- _What you need to do_
Copy out each line of the data below in which "covered" appears.

(Records excerpted from a collection)

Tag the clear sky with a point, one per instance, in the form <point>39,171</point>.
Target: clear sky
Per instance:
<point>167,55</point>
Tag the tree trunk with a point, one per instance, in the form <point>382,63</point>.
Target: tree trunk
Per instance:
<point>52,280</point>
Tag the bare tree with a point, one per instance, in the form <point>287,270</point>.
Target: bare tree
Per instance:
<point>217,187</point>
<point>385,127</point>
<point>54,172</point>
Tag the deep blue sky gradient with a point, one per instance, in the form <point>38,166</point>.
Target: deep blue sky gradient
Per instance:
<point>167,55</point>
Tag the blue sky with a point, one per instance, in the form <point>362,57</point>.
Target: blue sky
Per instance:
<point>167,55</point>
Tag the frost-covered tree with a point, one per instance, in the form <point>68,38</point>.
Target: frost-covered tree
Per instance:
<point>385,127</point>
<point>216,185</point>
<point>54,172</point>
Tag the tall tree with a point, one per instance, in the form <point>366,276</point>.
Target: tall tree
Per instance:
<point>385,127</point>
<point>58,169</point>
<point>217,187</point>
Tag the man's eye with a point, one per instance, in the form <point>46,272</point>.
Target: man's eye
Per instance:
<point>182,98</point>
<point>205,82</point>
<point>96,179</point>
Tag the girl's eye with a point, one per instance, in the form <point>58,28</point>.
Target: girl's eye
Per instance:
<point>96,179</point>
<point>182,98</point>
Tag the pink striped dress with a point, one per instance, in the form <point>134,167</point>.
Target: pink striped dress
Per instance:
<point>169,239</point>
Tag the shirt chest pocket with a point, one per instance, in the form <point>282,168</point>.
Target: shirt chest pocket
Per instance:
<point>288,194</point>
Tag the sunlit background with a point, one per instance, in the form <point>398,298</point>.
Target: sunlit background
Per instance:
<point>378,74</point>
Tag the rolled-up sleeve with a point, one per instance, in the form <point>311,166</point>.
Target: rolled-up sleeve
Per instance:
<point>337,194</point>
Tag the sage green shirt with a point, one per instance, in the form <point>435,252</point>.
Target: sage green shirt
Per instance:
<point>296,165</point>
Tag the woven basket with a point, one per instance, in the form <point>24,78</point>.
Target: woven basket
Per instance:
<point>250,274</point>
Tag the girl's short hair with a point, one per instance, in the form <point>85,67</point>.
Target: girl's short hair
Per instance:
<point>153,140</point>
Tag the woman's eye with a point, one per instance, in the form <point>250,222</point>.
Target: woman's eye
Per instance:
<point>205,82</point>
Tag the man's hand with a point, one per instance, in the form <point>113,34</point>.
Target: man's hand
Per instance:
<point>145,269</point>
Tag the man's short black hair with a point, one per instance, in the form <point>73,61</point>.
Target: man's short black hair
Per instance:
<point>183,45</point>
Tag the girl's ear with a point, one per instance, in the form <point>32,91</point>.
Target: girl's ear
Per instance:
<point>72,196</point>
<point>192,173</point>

- _Exercise output_
Tag the frost-covered tree with a point, one per instance, in the form <point>68,38</point>.
Target: frost-covered tree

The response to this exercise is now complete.